Bye-bye alla Brexit di Halloween. Boris Johnson non può più mantenere la sua promessa: «Uscire dalla Ue il 31 ottobre o morire». E ora che mancano 8 giorni e la Brexit sembra impossibile che si faccia entro la notte delle streghe, il primo ministro inglese, piuttosto che morire, sventola la minaccia di elezioni anticipate. Da tenersi anche prima di Natale. Ma prima «straccerò l'accordo con la Ue», avverte. Anzi no, si corregge dopo il voto del Parlamento: «Lo metterò da parte, per ora», dice, lasciando trapelare che anche lui, in fondo, sarebbe disposto a un rinvio breve. Johnson va al contrattacco dopo essere stato fermato dal Parlamento in un'altra giornata di ordinaria battaglia a Westminster. I deputati hanno rigettato la sua richiesta di arrivare in tre giorni, entro giovedì, al via libera del pacchetto legislativo di attuazione del suo accordo con la Ue. Troppo poco il tempo per passare al setaccio quei contenuti, hanno stabilito i parlamentari, con 322 voti contrari e 308 a favore, rigettando la mozione del governo che imponeva lo sprint. Il paradosso è che, poco prima, l'Aula ha invece dato la propria benedizione, in linea di principio, al pacchetto legislativo sull'accordo, con 329 sì e 299 no. Un successo per Johnson alla prima prova, seppur generica, sull'intesa con la Ue, che per essere approvata necessita di una maggioranza di 320 deputati. Lui ne ha avuti 9 di più. E si rallegra del fatto «che per la prima volta in questa saga, la Camera ha accettato le sue responsabilità e abbracciato il deal».
Il Withdrawal Agreement Bill, 110 pagine accompagnate da altre 124 pagine di note esplicative, è stato pubblicato appena 17 ore prima del voto dell'Aula con cui l'esecutivo intendeva imporre il calendario, tre giorni frenetici, per arrivare alla scadenza di giovedì, entro la quale la Brexit di Halloween non è più possibile. Un pacchetto legislativo di questo genere e portata hanno obiettato i deputati di opposizione e i ribelli tory richiederebbe almeno otto settimane di controllo accurato. «Ridicolo che le cose vengano fatto così», spiega il leader del Labour Jeremy Corbyn, pronto ad allungare i tempi e soprattutto a modificare i contenuti dell'accordo con la Ue con emendamenti che potrebbero snaturarlo.
Ma BoJo, che pure già aveva detto «meglio morto in un fosso che il rinvio», rilancia: se non è la mia Brexit di Halloween, sarà il voto. «In nessun modo permetterò che questa vicenda vada avanti per mesi». Un'ostinazione che è un guanto di sfida all'opposizione, visto che per arrivare a elezioni anticipate è necessario il via libera dei due terzi del Parlamento, 434 deputati.
È chiaro che ormai tutto va verso un rinvio della Brexit. Anche se Boris promette di telefonare immediatamente ai rappresentanti europei per dire che lui una proroga non la vuole, nonostante sia stato costretto a chiederla a causa del Benn Act. Il premier vuole tenere l'arma del no deal sul tavolo per fare pressing sui deputati. Se il rinvio sarà breve o lungo è da vedere. Perché intanto pare che il primo ministro abbia un piano B. Cercare un rinvio breve in modo da tentare comunque, entro metà novembre, di far passare il suo accordo. Ma Bruxelles si pronuncerà solo quando da Londra arriveranno segnali chiari.
E se anche Jean-Claude Juncker si dice stufo - «parlare così spesso di Brexit è una perdita di tempo ed energie» Donald Tusk tiene le porte aperte, come vuole Angela Merkel: «Una Brexit senza accordo non sarà mai una nostra decisione». Il bivio a questo punto è tra rinvio breve o lungo.
★ ★ ★ ★ ★ ★ ★
- _Consegna A_
Stabilisci se ciascuna affermazione concorda con l'estratto sulla Brexit, rispondendo sì o no e citando testualmente le parole decisive:
(i) i deputati hanno respinto la mozione del governo con 322 voti contrari e 308 a favore;
(ii) il Withdrawal Agreement Bill è stato pubblicato 24 ore prima del voto dell'Aula;
(iii) per arrivare a elezioni anticipate basta il via libera della metà del Parlamento.
- _Consegna B_
Ripeti dall'estratto sulla Brexit il passo che va da "E se anche Jean-Claude" fino a "breve o lungo." compreso.
I dati non hanno alcun rapporto con l'estratto sulla Brexit.

- _Descrizioni di regioni in linguaggio naturale_
★ ★ ★ ★ ★ ★ ★
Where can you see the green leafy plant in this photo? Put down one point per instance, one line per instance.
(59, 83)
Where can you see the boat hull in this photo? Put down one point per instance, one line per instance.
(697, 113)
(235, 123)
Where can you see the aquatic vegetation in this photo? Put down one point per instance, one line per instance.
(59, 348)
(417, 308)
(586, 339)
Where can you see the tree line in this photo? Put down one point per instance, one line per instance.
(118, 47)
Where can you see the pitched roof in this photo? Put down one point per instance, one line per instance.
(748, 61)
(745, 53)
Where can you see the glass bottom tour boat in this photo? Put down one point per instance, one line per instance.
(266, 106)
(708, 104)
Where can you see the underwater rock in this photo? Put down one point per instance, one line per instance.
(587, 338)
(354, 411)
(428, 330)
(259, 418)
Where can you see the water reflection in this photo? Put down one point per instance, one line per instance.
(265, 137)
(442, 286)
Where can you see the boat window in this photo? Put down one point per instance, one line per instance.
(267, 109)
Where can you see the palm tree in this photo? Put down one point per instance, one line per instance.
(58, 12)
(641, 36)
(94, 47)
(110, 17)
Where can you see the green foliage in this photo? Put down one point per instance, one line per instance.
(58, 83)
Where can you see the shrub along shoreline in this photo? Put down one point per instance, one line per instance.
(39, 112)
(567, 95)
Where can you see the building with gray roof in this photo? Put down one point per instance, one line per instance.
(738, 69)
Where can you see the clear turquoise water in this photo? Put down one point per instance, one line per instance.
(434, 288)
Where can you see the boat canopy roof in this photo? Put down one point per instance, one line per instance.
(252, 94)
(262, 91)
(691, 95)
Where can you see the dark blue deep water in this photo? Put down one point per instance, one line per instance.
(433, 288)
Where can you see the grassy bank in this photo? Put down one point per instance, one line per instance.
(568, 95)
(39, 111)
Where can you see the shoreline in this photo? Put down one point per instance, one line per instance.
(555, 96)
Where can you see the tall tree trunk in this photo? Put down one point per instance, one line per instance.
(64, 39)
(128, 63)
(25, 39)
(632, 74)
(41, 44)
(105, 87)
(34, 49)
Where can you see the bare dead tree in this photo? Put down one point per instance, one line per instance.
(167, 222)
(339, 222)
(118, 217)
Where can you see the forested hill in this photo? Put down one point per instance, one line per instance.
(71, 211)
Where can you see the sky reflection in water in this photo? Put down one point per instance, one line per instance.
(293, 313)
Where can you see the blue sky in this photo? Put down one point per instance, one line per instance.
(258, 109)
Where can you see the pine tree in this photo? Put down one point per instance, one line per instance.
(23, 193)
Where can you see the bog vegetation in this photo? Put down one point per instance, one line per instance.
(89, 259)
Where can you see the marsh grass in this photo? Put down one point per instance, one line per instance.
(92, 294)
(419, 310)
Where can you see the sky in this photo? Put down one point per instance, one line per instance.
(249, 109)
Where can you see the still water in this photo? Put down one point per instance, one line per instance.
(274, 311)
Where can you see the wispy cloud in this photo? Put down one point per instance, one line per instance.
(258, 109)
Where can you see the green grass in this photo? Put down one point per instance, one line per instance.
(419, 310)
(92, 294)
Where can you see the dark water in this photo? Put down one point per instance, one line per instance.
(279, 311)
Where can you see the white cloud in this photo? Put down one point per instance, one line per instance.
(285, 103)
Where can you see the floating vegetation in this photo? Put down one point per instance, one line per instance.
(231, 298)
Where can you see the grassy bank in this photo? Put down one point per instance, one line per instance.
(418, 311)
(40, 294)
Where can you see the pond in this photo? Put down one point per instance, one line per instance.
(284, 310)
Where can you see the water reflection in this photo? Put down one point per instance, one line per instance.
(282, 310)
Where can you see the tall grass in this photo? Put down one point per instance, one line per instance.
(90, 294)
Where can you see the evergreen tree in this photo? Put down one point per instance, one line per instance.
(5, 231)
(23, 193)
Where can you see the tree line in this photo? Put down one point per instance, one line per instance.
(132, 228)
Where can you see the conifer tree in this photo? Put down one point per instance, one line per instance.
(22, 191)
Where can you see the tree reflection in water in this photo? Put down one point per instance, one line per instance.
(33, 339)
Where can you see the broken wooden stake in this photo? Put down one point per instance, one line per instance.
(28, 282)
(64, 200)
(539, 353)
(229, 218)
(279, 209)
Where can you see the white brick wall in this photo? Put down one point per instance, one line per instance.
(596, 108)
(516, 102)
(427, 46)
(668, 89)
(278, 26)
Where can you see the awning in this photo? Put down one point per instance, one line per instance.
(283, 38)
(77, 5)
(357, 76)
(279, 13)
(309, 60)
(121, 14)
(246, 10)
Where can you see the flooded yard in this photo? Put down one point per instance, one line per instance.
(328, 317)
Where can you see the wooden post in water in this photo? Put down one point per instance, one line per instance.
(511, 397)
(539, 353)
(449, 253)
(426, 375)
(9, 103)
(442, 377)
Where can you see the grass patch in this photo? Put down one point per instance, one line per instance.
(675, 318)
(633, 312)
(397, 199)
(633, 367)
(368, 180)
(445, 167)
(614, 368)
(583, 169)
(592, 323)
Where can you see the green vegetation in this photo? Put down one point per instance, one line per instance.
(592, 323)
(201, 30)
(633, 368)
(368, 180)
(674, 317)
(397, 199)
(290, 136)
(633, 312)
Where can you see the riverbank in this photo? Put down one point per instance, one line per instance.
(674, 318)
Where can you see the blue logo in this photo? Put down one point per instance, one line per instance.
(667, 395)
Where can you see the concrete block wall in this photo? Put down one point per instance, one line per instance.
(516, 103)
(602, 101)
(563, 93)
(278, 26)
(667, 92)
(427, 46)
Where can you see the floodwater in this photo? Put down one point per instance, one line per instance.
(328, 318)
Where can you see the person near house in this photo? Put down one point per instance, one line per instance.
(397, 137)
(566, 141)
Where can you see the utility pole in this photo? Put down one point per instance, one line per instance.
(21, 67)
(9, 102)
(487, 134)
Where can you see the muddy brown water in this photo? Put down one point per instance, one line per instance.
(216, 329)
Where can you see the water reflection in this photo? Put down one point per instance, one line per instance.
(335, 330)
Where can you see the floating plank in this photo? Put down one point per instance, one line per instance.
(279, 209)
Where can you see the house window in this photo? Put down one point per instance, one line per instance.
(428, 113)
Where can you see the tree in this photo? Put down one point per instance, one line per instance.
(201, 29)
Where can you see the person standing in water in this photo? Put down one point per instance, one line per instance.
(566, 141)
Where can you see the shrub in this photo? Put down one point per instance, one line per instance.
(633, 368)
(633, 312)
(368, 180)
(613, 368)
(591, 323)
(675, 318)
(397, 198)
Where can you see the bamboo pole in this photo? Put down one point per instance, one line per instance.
★ ★ ★ ★ ★ ★ ★
- _Risposta attesa A_
(i) Sì: «con 322 voti contrari e 308 a favore, rigettando la mozione del governo che imponeva lo sprint».
(ii) No: «è stato pubblicato appena 17 ore prima del voto dell'Aula».
(iii) No: «è necessario il via libera dei due terzi del Parlamento, 434 deputati».

- _Risposta attesa B_
E se anche Jean-Claude Juncker si dice stufo - «parlare così spesso di Brexit è una perdita di tempo ed energie» Donald Tusk tiene le porte aperte, come vuole Angela Merkel: «Una Brexit senza accordo non sarà mai una nostra decisione». Il bivio a questo punto è tra rinvio breve o lungo.